§ **MATERIAL FOR THE TASK**
───
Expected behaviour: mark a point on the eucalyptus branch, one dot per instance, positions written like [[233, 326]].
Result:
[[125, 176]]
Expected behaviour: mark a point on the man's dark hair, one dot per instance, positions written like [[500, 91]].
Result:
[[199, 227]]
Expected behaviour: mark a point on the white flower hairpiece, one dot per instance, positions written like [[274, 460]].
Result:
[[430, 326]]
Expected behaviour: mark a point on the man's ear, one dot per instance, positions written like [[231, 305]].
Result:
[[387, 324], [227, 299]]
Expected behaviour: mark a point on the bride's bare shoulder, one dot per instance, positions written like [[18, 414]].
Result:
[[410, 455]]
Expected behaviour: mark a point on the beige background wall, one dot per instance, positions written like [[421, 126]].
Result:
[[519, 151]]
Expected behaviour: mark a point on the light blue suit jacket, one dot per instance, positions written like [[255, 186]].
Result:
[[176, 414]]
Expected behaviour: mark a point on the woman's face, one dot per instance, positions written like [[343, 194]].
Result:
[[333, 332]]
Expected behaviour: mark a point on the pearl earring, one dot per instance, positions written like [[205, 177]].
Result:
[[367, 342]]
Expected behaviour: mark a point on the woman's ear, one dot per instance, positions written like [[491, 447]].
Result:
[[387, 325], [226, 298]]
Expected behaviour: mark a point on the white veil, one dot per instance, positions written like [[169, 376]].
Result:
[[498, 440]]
───
§ **PROBLEM TO SOLVE**
Once you reach the line containing "Expected behaviour: mark a point on the light", transcribe it and each line after it through the end of the material, exactly and with nothing added.

§ **RESPONSE BOX**
Expected behaviour: mark a point on the light blue suit jacket, one dot per instance, positions written like [[255, 186]].
Result:
[[176, 414]]
Expected behaviour: mark a point on the woman's face, one dot per instance, positions written like [[343, 194]].
Result:
[[333, 332]]
Expected behaviour: mark a point on the pearl earring, one dot per instance, positions written like [[205, 177]].
Result:
[[367, 342]]
Expected behaviour: mark a point on the woman's ear, one dot per instance, positions written like [[491, 447]].
Result:
[[387, 325], [226, 298]]
Expected behaviour: mark a point on the white veil, one dot per instance, positions written like [[169, 376]].
Result:
[[498, 440]]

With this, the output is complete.